━━ EXERCISE DATA

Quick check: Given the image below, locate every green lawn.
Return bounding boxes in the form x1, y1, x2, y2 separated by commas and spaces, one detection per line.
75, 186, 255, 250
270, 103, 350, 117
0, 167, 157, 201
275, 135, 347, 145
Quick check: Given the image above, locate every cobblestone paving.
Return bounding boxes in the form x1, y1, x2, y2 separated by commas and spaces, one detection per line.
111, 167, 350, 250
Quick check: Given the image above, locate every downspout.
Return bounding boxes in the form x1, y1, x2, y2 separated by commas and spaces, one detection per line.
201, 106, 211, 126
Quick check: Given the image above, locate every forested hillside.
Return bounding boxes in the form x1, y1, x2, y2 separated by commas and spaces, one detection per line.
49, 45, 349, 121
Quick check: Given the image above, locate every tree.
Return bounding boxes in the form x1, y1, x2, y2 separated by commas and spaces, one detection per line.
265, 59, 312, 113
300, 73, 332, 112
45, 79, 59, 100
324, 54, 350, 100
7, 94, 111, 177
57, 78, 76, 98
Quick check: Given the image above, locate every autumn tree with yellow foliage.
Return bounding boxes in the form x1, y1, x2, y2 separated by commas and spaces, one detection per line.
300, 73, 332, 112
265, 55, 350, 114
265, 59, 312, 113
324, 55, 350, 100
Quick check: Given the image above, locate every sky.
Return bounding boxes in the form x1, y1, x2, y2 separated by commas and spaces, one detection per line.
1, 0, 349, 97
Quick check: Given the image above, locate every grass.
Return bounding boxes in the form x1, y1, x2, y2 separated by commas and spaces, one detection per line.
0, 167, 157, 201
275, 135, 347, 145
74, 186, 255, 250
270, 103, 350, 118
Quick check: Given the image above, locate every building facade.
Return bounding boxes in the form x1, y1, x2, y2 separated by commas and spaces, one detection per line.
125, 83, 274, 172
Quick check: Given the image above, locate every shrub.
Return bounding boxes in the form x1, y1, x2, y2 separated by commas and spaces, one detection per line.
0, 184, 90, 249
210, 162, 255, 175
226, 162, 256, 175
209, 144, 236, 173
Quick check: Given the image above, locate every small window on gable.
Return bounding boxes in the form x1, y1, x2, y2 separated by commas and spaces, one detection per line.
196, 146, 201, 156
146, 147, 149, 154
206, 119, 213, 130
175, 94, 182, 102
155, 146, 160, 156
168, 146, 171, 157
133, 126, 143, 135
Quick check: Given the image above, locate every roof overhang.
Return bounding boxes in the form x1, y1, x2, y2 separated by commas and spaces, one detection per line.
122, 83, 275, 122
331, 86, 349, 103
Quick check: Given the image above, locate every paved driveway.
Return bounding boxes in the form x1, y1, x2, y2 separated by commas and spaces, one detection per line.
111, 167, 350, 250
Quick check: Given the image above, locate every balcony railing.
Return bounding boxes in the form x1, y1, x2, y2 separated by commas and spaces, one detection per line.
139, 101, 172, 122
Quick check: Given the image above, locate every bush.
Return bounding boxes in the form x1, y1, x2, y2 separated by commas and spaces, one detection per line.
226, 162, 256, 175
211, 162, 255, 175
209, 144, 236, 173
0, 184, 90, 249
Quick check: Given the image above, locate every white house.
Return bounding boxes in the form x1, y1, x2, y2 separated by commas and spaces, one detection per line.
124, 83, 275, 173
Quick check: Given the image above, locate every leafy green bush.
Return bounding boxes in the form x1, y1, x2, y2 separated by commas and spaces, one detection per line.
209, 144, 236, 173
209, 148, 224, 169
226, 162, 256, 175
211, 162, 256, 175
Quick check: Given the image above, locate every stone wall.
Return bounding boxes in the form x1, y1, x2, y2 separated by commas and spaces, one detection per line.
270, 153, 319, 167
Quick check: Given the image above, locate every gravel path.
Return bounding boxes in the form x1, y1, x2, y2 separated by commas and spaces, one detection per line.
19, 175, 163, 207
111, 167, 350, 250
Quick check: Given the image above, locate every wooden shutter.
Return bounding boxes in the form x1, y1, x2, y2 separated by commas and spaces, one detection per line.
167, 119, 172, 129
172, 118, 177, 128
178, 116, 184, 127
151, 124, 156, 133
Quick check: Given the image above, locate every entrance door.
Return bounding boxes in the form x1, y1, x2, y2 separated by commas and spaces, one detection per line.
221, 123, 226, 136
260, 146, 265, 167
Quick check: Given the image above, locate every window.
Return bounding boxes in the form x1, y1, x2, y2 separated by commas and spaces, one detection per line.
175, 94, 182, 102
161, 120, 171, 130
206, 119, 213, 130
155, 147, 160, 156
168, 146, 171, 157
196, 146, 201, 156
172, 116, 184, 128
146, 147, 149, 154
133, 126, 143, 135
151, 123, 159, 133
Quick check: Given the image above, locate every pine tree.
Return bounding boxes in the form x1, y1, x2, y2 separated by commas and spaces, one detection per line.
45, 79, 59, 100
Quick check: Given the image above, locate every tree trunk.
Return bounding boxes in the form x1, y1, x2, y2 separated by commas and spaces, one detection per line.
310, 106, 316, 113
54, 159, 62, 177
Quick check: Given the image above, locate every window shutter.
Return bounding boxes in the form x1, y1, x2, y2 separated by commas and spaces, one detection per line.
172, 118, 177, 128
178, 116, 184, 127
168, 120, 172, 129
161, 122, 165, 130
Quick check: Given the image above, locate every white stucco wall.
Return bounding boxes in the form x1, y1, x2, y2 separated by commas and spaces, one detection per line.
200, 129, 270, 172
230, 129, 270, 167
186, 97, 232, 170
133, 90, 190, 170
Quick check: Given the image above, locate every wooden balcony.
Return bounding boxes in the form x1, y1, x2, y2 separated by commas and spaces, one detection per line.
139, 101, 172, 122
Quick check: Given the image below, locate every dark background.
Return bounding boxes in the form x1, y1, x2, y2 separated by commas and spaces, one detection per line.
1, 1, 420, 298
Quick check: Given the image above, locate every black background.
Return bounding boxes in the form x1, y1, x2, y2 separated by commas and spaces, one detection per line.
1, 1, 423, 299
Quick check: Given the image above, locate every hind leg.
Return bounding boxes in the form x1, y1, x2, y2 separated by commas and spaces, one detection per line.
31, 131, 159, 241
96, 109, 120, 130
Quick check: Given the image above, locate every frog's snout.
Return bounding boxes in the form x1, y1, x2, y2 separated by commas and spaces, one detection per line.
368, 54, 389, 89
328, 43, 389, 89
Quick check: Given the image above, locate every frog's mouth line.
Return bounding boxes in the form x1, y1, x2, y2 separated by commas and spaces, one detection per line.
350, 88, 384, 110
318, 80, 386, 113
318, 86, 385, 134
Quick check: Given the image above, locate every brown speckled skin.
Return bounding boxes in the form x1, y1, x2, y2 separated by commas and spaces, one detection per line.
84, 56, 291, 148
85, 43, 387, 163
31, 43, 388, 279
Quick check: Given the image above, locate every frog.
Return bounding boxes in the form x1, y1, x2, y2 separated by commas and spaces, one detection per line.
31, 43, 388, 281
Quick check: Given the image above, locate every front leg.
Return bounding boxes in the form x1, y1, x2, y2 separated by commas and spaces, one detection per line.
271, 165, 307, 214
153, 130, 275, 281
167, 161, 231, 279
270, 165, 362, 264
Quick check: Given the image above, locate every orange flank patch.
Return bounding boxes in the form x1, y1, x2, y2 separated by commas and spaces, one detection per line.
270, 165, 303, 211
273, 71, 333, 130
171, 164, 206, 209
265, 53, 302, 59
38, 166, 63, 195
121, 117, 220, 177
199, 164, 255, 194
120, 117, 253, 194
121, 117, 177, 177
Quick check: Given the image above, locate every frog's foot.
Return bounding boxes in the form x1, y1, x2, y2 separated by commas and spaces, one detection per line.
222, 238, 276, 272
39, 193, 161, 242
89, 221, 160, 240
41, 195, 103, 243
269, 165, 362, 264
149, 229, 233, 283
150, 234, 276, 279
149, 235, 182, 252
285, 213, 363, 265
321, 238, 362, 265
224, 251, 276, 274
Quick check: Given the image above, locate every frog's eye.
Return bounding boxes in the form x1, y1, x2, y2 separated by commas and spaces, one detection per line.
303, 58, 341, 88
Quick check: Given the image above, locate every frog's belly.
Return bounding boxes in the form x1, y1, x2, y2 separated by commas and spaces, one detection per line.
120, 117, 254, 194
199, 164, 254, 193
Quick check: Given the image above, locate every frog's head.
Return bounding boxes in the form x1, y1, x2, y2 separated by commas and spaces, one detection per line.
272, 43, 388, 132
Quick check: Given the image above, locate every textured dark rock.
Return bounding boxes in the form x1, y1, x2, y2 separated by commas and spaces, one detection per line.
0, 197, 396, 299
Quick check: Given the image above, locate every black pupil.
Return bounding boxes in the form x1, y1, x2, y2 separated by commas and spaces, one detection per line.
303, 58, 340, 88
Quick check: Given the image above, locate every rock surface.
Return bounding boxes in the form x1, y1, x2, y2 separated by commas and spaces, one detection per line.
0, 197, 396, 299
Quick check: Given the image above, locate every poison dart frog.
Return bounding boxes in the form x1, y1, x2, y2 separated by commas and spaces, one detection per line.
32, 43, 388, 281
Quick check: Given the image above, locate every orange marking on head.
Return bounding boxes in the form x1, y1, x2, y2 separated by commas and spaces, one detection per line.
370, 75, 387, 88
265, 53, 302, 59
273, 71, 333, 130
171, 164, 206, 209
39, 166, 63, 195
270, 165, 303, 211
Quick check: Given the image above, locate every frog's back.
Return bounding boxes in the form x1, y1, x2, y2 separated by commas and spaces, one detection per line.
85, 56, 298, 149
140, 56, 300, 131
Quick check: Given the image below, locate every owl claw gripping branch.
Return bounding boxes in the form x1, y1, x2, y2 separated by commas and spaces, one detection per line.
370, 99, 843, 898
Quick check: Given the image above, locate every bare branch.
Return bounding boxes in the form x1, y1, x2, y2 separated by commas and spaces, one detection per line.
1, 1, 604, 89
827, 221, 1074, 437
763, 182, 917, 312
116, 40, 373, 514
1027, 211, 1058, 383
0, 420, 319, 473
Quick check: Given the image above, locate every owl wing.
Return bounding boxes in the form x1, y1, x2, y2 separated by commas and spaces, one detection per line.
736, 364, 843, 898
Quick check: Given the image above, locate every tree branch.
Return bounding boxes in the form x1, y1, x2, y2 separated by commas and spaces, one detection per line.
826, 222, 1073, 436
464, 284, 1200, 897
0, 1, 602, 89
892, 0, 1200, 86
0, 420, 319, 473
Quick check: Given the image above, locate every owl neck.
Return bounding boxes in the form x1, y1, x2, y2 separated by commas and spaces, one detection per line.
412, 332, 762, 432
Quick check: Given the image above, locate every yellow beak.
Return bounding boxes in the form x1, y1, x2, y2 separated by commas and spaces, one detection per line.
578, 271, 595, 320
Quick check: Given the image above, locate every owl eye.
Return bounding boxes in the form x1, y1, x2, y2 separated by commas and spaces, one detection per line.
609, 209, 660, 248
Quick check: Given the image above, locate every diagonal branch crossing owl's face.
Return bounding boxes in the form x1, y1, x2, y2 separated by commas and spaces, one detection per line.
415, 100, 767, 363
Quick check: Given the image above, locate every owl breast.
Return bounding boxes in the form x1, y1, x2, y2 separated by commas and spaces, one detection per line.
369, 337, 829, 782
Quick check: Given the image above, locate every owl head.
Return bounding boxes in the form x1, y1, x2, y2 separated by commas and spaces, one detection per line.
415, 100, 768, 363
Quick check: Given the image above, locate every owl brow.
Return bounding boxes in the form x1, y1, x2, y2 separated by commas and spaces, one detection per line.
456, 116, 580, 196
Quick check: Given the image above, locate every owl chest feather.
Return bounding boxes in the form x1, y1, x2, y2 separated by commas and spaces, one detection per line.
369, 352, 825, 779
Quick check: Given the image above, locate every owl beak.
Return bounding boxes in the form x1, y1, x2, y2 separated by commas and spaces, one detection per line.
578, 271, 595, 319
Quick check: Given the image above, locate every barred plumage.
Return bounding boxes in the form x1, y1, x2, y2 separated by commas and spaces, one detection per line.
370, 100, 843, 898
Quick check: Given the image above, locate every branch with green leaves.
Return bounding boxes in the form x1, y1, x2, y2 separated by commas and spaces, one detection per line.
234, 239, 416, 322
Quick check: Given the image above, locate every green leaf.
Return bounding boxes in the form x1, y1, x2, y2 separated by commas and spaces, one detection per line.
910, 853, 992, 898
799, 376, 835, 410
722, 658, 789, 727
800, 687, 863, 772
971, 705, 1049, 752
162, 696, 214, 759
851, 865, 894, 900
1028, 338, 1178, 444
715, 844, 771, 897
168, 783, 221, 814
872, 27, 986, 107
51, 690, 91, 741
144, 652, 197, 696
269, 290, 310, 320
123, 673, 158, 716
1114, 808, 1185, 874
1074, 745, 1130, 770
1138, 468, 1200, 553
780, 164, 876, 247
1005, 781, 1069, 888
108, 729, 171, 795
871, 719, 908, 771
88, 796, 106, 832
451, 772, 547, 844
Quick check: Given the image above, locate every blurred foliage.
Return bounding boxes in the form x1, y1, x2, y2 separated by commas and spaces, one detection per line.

━━━━

## WHAT YOU ARE ASKED TO DO
Taking the listing above as the source, transcribe only the lines starting at the line with "Quick check: Given the image above, locate every white stucco" and going through the line with "Quick check: Given the image above, locate every hind", unaltered and with both ends included.

## RESPONSE AREA
Quick check: Given the image above, locate every white stucco wall.
Return bounding boxes in the form x1, y1, x2, y2 separated by commas and spaces, one detection per line.
200, 129, 270, 172
230, 129, 270, 167
186, 97, 232, 170
133, 90, 190, 170
Quick check: Given the image above, locate every wooden balcony.
Return bounding boxes in the form x1, y1, x2, y2 separated by commas and spaces, one detection per line.
139, 101, 172, 122
Quick check: Given the image below, locate every dark background.
Return bounding boxes in the form x1, y1, x2, y2 separated by commas and spaces, one detection per line.
1, 1, 420, 298
Quick check: Given the image above, locate every black background.
Return bounding boxes in the form x1, y1, x2, y2 separated by commas and spaces, one detection per line.
1, 1, 423, 299
Quick check: Given the image above, locate every hind leg.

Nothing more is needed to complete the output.